Position identification records
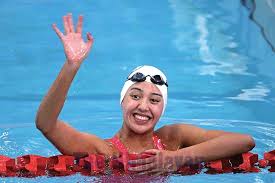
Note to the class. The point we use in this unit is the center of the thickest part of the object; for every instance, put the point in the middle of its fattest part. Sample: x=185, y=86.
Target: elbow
x=38, y=123
x=250, y=143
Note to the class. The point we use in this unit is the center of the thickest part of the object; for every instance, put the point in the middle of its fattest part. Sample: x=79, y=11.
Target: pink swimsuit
x=121, y=148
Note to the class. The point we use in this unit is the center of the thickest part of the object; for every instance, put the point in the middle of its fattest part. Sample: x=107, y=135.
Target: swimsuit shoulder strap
x=118, y=144
x=121, y=148
x=157, y=143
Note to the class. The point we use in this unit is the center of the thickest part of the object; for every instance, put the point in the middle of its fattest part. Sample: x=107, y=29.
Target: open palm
x=76, y=50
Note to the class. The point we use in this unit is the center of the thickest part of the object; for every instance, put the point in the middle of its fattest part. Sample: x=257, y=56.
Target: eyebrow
x=142, y=91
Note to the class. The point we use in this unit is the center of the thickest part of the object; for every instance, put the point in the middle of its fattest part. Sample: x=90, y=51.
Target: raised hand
x=76, y=50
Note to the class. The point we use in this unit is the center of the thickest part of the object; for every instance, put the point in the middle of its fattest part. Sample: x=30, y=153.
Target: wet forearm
x=53, y=102
x=226, y=145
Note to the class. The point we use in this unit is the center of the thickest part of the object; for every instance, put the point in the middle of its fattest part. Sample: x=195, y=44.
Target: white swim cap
x=146, y=71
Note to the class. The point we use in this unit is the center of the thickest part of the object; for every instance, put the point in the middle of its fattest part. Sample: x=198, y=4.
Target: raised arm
x=66, y=139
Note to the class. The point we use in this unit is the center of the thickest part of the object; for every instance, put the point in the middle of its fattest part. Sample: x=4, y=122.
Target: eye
x=154, y=100
x=135, y=97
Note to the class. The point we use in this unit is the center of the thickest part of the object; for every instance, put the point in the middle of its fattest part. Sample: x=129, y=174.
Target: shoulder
x=180, y=135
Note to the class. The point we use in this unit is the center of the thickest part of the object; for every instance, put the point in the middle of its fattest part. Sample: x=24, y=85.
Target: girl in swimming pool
x=143, y=100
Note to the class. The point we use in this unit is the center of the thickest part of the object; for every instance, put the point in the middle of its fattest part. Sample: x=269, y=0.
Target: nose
x=143, y=105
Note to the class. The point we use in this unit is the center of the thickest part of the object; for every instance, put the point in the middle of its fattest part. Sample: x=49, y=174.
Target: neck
x=135, y=142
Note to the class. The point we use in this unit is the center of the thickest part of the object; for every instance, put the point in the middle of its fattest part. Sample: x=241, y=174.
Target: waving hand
x=76, y=49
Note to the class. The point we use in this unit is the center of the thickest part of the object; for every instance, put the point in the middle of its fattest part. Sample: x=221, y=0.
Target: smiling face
x=142, y=107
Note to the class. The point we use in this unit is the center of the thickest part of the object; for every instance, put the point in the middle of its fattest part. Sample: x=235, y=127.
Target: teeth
x=141, y=117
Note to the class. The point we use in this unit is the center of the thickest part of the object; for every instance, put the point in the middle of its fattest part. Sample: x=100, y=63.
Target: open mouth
x=141, y=117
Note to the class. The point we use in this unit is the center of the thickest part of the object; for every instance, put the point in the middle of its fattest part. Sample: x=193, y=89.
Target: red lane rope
x=62, y=165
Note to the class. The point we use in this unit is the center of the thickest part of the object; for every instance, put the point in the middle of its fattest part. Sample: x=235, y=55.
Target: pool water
x=219, y=67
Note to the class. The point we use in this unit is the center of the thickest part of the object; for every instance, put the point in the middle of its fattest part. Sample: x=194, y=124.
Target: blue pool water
x=220, y=71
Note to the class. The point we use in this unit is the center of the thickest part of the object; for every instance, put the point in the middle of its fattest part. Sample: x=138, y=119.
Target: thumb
x=90, y=40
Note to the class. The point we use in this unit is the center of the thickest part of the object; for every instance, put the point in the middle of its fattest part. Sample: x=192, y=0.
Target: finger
x=79, y=24
x=71, y=23
x=66, y=26
x=142, y=167
x=57, y=31
x=90, y=40
x=142, y=161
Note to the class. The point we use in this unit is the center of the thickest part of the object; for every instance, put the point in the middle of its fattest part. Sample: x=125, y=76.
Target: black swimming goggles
x=156, y=79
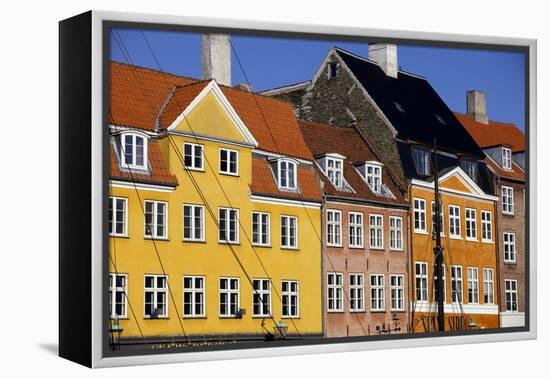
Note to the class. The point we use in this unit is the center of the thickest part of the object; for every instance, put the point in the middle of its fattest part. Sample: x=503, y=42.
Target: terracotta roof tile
x=159, y=173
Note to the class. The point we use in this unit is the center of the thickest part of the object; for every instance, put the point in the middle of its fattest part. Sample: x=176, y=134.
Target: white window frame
x=289, y=294
x=337, y=289
x=286, y=232
x=228, y=163
x=506, y=158
x=257, y=235
x=507, y=200
x=471, y=223
x=473, y=285
x=488, y=286
x=421, y=281
x=155, y=290
x=334, y=228
x=421, y=212
x=154, y=225
x=194, y=290
x=376, y=230
x=457, y=283
x=133, y=165
x=113, y=290
x=289, y=179
x=356, y=229
x=113, y=215
x=396, y=233
x=193, y=156
x=397, y=292
x=264, y=294
x=377, y=293
x=226, y=230
x=356, y=292
x=193, y=223
x=509, y=247
x=511, y=295
x=486, y=226
x=228, y=291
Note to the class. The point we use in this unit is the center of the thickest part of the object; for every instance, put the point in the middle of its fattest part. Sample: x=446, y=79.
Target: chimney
x=216, y=58
x=477, y=106
x=385, y=55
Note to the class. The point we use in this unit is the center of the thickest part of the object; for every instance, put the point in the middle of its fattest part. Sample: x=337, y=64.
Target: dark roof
x=412, y=106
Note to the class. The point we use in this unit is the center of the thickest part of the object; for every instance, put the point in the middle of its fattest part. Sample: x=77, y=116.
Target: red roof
x=494, y=133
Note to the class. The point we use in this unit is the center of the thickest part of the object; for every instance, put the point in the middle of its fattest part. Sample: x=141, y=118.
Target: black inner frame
x=106, y=30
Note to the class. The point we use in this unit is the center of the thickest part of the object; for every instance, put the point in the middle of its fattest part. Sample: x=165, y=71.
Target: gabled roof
x=494, y=133
x=322, y=139
x=411, y=105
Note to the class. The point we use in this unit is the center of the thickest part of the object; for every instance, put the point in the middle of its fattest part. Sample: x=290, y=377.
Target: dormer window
x=506, y=158
x=422, y=160
x=373, y=175
x=286, y=174
x=334, y=171
x=134, y=151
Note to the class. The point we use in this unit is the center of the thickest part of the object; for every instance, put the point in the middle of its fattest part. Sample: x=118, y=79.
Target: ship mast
x=438, y=249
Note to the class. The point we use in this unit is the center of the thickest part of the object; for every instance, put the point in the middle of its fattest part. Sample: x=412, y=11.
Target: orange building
x=469, y=250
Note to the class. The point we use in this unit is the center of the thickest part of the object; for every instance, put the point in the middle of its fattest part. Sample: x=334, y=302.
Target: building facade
x=365, y=217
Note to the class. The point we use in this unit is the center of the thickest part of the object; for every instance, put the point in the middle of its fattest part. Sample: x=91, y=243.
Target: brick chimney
x=477, y=105
x=385, y=55
x=216, y=58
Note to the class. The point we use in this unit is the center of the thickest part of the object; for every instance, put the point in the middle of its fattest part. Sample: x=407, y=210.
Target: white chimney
x=477, y=106
x=385, y=55
x=216, y=58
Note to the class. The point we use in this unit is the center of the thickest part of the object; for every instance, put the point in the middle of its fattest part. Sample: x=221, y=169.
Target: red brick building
x=365, y=264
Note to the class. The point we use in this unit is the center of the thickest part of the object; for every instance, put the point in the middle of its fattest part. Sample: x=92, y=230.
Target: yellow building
x=213, y=209
x=470, y=260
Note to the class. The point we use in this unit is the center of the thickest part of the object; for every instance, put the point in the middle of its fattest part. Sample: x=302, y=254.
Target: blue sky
x=273, y=62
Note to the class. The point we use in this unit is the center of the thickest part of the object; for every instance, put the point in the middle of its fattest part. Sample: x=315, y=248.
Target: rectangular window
x=229, y=162
x=355, y=230
x=334, y=171
x=261, y=298
x=193, y=156
x=228, y=221
x=454, y=221
x=118, y=214
x=397, y=288
x=118, y=295
x=377, y=292
x=456, y=284
x=193, y=222
x=396, y=233
x=356, y=292
x=193, y=296
x=289, y=232
x=471, y=225
x=507, y=200
x=229, y=296
x=488, y=286
x=511, y=292
x=156, y=295
x=374, y=177
x=334, y=228
x=473, y=286
x=509, y=247
x=486, y=226
x=376, y=231
x=506, y=158
x=335, y=291
x=155, y=219
x=421, y=281
x=261, y=229
x=290, y=299
x=419, y=215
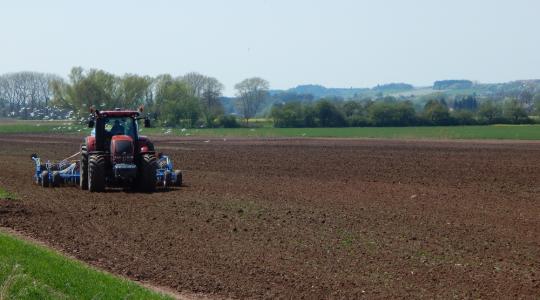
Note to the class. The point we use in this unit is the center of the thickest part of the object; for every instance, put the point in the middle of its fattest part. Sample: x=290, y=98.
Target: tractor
x=115, y=155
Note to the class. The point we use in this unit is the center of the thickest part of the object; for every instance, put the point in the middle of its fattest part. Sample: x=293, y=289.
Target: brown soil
x=302, y=218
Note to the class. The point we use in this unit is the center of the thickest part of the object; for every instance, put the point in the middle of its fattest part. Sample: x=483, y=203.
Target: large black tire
x=166, y=179
x=56, y=179
x=178, y=181
x=147, y=173
x=162, y=164
x=96, y=173
x=45, y=178
x=83, y=181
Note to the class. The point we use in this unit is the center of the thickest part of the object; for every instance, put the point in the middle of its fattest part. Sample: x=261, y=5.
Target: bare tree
x=195, y=82
x=251, y=94
x=209, y=101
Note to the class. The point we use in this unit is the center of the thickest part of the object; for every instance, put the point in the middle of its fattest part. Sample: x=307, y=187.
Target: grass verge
x=5, y=195
x=29, y=271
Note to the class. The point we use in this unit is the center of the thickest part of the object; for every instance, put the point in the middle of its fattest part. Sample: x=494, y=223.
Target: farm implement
x=114, y=155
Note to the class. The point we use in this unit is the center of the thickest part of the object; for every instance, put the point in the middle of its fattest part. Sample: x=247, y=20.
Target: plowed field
x=302, y=218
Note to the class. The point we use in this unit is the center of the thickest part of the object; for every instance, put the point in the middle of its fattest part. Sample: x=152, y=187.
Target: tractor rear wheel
x=147, y=173
x=96, y=173
x=45, y=179
x=83, y=181
x=166, y=179
x=56, y=179
x=178, y=181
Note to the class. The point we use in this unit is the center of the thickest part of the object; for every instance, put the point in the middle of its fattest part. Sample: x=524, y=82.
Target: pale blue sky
x=336, y=43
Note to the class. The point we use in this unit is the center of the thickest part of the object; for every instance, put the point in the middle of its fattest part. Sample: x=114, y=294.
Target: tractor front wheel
x=45, y=179
x=56, y=179
x=96, y=173
x=147, y=173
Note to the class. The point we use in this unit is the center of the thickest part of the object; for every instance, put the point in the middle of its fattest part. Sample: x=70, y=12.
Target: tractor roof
x=117, y=113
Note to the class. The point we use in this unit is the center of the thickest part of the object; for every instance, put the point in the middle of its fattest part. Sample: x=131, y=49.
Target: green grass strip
x=29, y=271
x=5, y=195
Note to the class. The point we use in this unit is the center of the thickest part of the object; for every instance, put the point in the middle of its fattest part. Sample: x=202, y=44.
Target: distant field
x=509, y=132
x=32, y=272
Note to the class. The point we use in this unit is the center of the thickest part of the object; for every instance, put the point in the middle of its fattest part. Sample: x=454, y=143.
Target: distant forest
x=196, y=100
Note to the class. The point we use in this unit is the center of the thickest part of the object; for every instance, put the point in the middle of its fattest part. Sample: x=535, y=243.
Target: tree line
x=190, y=100
x=196, y=100
x=389, y=111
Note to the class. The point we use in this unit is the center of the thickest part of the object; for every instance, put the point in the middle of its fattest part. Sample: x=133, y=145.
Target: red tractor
x=115, y=155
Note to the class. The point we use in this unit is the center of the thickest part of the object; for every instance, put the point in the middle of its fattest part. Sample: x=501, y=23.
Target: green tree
x=489, y=111
x=514, y=111
x=392, y=113
x=328, y=115
x=436, y=112
x=251, y=94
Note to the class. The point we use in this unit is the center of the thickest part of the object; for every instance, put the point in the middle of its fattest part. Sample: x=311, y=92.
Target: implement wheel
x=178, y=181
x=96, y=173
x=56, y=179
x=147, y=173
x=83, y=181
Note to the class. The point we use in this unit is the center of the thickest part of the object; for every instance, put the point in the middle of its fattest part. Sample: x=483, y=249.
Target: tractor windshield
x=121, y=126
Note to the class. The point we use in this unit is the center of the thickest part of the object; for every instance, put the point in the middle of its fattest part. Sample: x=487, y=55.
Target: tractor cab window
x=120, y=126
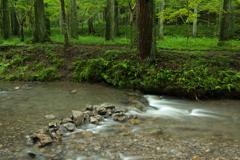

### [Objective]
Find every line above that contains the string "pool", with case counting, and copy each one out in full.

### [The completed task]
Target: girl in swimming pool
Target: pool water
Target: blue pool water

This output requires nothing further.